--- DIRECTIONS ---
Search the records for lines that contain the word "sample". Copy them all.

[Stored data entries]
══════════════════════════════

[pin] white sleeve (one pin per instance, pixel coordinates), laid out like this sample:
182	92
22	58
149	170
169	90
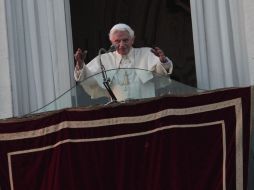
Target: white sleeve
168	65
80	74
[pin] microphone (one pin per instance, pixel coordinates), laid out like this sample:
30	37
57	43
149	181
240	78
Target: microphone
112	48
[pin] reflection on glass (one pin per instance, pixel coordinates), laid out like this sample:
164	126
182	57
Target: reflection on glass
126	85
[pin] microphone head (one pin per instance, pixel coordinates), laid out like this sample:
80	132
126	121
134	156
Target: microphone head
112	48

══════════════════════════════

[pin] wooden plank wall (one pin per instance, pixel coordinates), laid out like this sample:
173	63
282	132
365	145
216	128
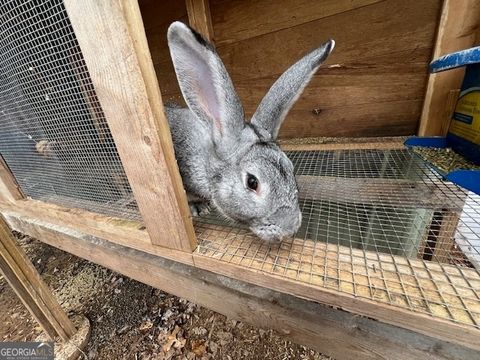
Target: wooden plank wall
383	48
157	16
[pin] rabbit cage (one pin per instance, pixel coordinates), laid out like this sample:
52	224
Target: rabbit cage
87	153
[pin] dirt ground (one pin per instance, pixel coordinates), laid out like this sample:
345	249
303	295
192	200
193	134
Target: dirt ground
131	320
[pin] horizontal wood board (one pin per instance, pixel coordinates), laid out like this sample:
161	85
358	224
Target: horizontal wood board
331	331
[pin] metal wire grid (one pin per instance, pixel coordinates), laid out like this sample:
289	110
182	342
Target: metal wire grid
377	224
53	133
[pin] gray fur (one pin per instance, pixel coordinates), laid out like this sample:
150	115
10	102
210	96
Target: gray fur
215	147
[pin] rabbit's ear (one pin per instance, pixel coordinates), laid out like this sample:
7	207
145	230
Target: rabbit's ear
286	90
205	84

══════════════════════════════

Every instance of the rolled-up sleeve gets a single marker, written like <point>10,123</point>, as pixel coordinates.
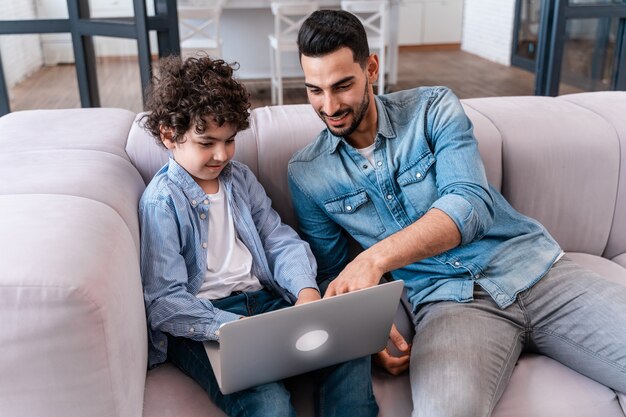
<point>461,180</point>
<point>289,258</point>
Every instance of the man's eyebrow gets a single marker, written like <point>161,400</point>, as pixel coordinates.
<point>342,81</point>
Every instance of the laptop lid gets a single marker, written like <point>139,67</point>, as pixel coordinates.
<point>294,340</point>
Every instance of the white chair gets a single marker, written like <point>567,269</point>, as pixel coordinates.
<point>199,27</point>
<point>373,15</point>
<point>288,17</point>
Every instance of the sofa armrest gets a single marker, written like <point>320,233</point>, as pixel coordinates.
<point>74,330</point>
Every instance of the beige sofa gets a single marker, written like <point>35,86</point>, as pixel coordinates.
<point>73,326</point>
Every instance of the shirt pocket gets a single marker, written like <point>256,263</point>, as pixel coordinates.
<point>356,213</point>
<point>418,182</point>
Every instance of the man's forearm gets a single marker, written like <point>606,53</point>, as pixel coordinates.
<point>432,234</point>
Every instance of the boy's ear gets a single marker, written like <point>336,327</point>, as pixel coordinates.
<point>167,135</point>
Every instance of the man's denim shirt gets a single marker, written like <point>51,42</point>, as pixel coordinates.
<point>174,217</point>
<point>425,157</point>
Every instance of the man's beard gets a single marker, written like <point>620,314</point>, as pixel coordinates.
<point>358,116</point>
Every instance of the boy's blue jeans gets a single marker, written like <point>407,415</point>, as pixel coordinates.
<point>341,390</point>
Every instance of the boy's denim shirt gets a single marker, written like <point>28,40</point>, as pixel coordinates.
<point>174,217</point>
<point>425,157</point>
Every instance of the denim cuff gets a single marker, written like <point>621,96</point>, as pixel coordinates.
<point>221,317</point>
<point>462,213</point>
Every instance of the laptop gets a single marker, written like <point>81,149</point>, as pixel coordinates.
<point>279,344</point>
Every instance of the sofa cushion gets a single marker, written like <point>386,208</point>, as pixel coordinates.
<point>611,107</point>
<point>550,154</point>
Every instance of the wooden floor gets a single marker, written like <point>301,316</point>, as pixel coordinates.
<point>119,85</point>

══════════════════════════════

--- ANSWER SPACE ---
[pin] white sleeve (one pin per instance, pixel coordinates), laid out like this sample:
[pin] microphone (one pin per instance, pixel coordinates), laid out like this sample:
[pin] reflection on glass (one pin per instance, pixel coordinates), laid out like this sample:
[pin] microphone head (one pin per instance, pixel coordinates), laid out like this sample:
[pin] wooden plank wall (one pin per instance, pixel coordinates), laid out like this sample:
[pin] rabbit cage (one pin per instance, pixel coordinates), laid out like this sample:
[pin] dirt ground (one pin per instance, pixel coordinates), laid out like this sample:
[pin] horizontal wood board (one pin per instance, pixel coordinates), laid out like this sample:
[pin] metal wire grid (one pin per instance, pixel coordinates), laid out like this sample:
[pin] gray fur (one pin per instance, pixel coordinates), laid out like this sample:
[pin] rabbit's ear (one pin per instance, pixel coordinates), laid out like this sample:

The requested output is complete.